Image box annotation records
^^^^^^^^^^^^^^^^

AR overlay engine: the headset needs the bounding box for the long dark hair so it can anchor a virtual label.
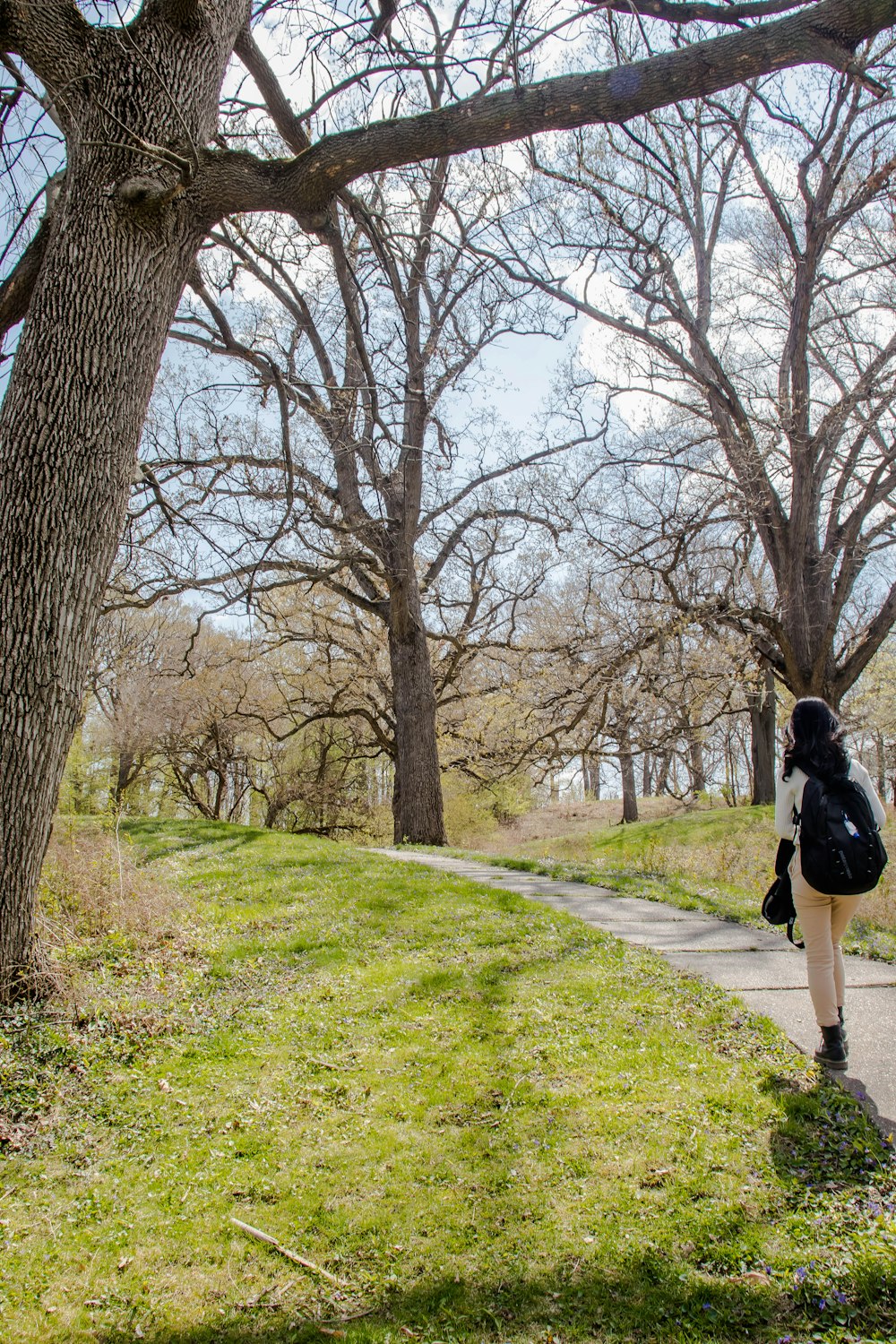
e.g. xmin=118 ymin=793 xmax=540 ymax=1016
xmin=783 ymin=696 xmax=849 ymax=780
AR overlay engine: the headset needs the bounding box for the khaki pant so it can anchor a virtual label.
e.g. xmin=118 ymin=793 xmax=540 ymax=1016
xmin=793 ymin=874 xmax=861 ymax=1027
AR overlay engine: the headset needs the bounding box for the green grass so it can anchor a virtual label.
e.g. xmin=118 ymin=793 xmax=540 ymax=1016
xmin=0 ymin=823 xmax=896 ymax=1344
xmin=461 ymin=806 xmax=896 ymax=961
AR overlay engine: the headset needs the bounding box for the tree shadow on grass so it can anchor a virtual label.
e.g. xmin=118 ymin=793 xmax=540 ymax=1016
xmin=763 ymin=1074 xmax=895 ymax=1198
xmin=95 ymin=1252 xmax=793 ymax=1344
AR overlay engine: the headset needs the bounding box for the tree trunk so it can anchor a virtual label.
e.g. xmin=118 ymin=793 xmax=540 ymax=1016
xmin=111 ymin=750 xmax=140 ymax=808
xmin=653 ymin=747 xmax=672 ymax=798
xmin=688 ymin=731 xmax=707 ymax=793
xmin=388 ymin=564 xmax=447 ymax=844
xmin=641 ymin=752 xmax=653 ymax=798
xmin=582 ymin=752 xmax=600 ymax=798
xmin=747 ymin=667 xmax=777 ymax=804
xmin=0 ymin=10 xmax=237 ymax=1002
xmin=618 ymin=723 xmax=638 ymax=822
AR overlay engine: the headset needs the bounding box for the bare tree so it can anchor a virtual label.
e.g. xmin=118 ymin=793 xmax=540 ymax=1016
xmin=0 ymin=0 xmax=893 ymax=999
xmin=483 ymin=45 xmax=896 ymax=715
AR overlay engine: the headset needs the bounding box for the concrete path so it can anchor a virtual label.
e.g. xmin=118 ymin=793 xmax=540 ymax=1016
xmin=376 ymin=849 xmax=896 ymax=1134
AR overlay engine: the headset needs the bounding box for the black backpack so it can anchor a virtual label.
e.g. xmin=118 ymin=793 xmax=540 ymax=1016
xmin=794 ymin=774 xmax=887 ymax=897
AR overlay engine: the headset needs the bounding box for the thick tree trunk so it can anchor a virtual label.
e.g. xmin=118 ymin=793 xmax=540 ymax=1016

^^^^^^^^^^^^^^^^

EXERCISE REQUIREMENTS. Reproduce the material above in full and without alteration, but skip all pictures.

THE REPLY.
AR overlay engine: the headset needs the bounding box for the long dark hair so it can anchor a virtual label.
e.g. xmin=118 ymin=793 xmax=540 ymax=1016
xmin=783 ymin=696 xmax=849 ymax=780
AR overlay engine: the headset needs the bounding box for the khaki pant so it can anchor a virtual label.
e.g. xmin=118 ymin=793 xmax=540 ymax=1016
xmin=793 ymin=874 xmax=861 ymax=1027
AR overlay engine: the headset needs the bounding box for the green grass so it can anchor a virtual label.
e.g. xmin=118 ymin=793 xmax=540 ymax=1016
xmin=0 ymin=823 xmax=896 ymax=1344
xmin=461 ymin=806 xmax=896 ymax=961
AR overlay engine: the headset needs the bounding box for the tree shadow on grass so it can anchor a virtual label.
e.g. xmin=118 ymin=793 xmax=540 ymax=1016
xmin=763 ymin=1074 xmax=895 ymax=1198
xmin=95 ymin=1252 xmax=793 ymax=1344
AR overlay engine: the headset needs the bounding box for the tree trunk so it can anchor a virtual label.
e.g. xmin=118 ymin=793 xmax=540 ymax=1016
xmin=111 ymin=750 xmax=140 ymax=808
xmin=653 ymin=747 xmax=672 ymax=798
xmin=688 ymin=731 xmax=707 ymax=793
xmin=388 ymin=564 xmax=447 ymax=844
xmin=641 ymin=752 xmax=653 ymax=798
xmin=582 ymin=752 xmax=600 ymax=798
xmin=747 ymin=667 xmax=777 ymax=804
xmin=0 ymin=10 xmax=237 ymax=1002
xmin=618 ymin=723 xmax=638 ymax=822
AR overlay engine: the headset needs the bounding box for the bare tree so it can anchor a virtual label.
e.g. xmin=118 ymin=793 xmax=540 ymax=1016
xmin=0 ymin=0 xmax=893 ymax=999
xmin=483 ymin=45 xmax=896 ymax=715
AR overlay engine: the headset needs the bounding box for the concrete path so it can anchor a virtual label.
e.g. xmin=118 ymin=793 xmax=540 ymax=1016
xmin=376 ymin=849 xmax=896 ymax=1134
AR overlay engine: the headset needs the bounding box for the black backpack so it can anchor a virtual label.
e.g. xmin=118 ymin=793 xmax=540 ymax=1016
xmin=794 ymin=774 xmax=887 ymax=897
AR overlay engine: the headset needs the bounding box for the thick tree trunk so it can anchor a virtual label.
e.g. xmin=118 ymin=793 xmax=540 ymax=1016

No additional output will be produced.